Turning now to FIG. 8, a functional parts diagram for a remote switch 70 for use with pneumatic tools is shown. As discussed, the use of a remote switch 70 allows for controlling the vacuum 50 based on the usage of pneumatic tools. In this case, the remote sensor may be a simple switch. There may be no electronics in the remote switch 70 other than a reed switch or simple switch that closes when air is passing through the switch and opens when the air stops flowing.

Thus, the pneumatic remote switch 70 may include a switch 198 that is closed so as to conduct electricity when air flows through an air passageway 202. As shown in FIG. 4, the passageway 202 is typically connected to an air hose 82a which is configured for connection to an air supply and an air hose 86a which is configured for connection to a pneumatic power tool. The switch 198 is connected via electrical leads to points 206, 210, which are connected to points 170, 174 on the circuit 110 when the remote switch 70 is connected to the vacuum via cable 74. Thus, point 206 provides an electrical voltage to the switch 198. When the switch 198 is closed due to air flow, the voltage is transmitted to point 210 and thereby to point 174 on circuit 110 to cause the micro-controller 122 to operate the vacuum motor in the manner discussed above. Alternatively, the switch 70 may use a wireless transmitter 66a as discussed.

There is thus disclosed an improved system for controlling the operation of a vacuum with an associated power tool. It will be appreciated that numerous changes may be made to the present invention without departing from the scope of the claims.

Claims

1. A vacuum comprising:

a portable vacuum having a motor and a power cord;

a socket for providing power to a power tool other than the vacuum;

a sensor for sensing the operation of the power tool; and

a control module for receiving a signal from the sensor and for selective providing a signal to the relay to thereby switch the motor on and off.

2. The vacuum of claim 1, wherein the control module is configured for switching the motor on when the power tool is turned on, for leaving the motor on if the power tool is turned off after a period of time less than a specified period of time, and for switching the motor off if the power tool is turned off after operating for more than the specified period of time.

3. The vacuum of claim 2, wherein the control module is configured for switching off the motor when the power tool is turned off if the motor was on before the power tool was switched on.

4. The vacuum of claim 1, further comprising a port for receiving a signal from a remote switch to thereby control the operation of the motor.

SHORT PROBLEM A »
Please repeat the vacuum patent excerpt word for word, starting at "a control module" and ending at "of the motor.".
SHORT PROBLEM B »
According to the vacuum patent excerpt, what is air hose 86a configured to connect to?

GIVEN INFORMATION »
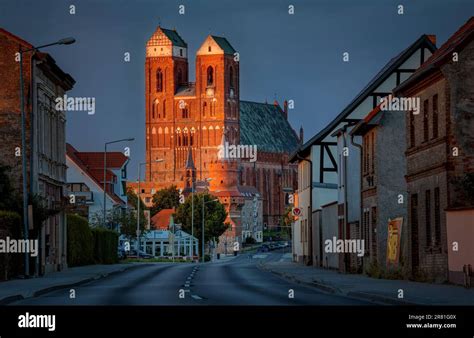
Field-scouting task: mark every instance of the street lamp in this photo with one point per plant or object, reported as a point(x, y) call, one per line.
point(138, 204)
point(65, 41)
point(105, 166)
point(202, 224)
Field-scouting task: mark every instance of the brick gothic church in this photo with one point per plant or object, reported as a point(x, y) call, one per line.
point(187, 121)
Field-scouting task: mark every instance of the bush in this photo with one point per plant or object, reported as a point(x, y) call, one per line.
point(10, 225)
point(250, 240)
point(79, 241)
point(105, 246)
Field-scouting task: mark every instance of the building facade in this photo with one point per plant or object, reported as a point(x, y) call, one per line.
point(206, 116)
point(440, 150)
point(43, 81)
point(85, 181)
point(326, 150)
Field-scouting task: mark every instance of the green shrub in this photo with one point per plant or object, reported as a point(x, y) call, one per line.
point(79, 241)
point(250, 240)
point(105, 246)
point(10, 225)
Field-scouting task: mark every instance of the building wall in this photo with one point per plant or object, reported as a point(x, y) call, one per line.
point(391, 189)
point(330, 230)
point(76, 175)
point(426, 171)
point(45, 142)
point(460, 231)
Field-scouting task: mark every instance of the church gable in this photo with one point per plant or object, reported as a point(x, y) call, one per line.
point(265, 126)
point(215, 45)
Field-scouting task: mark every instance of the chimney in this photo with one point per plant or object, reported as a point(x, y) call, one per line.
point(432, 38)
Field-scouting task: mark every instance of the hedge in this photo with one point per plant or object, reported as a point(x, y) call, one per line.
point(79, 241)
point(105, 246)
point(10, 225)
---
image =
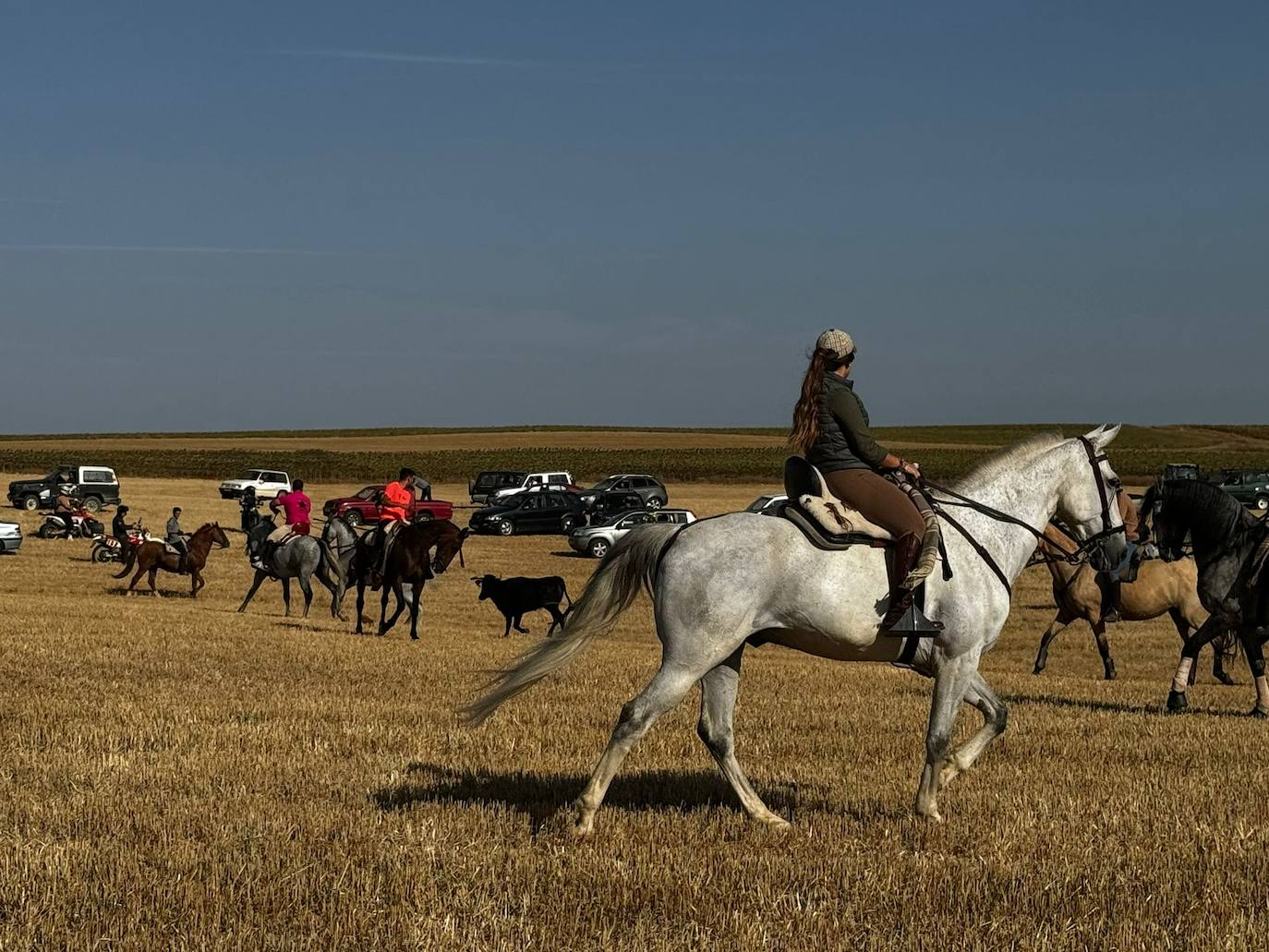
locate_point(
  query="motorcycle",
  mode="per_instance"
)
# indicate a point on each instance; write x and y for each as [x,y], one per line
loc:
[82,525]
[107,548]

RESULT A »
a control module for receiving a signal from the sensor and for selective providing a signal to the relay to thereby switch the motor on and off.

2. The vacuum of claim 1, wherein the control module is configured for switching the motor on when the power tool is turned on, for leaving the motor on if the power tool is turned off after a period of time less than a specified period of time, and for switching the motor off if the power tool is turned off after operating for more than the specified period of time.

3. The vacuum of claim 2, wherein the control module is configured for switching off the motor when the power tool is turned off if the motor was on before the power tool was switched on.

4. The vacuum of claim 1, further comprising a port for receiving a signal from a remote switch to thereby control the operation of the motor.

RESULT B »
A pneumatic power tool.